### [About this exercise]
Scan the data below for the string "coordinates". Copy every line where it appears.

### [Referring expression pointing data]
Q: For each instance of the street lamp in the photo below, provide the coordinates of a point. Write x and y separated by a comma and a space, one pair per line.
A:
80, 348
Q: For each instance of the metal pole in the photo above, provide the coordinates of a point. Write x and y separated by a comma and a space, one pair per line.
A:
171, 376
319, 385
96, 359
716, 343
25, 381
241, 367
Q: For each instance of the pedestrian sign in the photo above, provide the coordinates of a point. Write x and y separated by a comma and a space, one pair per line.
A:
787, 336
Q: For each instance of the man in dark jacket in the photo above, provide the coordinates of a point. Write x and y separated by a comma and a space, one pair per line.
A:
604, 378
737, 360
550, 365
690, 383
--
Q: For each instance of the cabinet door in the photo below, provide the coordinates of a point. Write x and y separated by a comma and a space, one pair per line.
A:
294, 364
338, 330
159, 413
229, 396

### [Task output]
Q: For each instance of the street lamp in the photo below, provide the coordinates of a point. Write x and y separated by a comma and a space, one pair per line.
Q: For each instance of the metal pole in the photo above, provide the coordinates of a point. Write x and y separated by a comma and a space, one pair per line.
Q: For each instance of the pedestrian sign in the photo above, provide the coordinates of a point. Write x and y separated by a comma and a space, one pair per line.
Q: For each instance of the man in dark jacket in the photo above, provide the coordinates of a point. Write x and y separated by a comma and a space, one pair per line.
Q: For each instance of the cabinet door in the photo below, provide the coordinates of a point. Write x and y separated by a comma and a space, one pair per line.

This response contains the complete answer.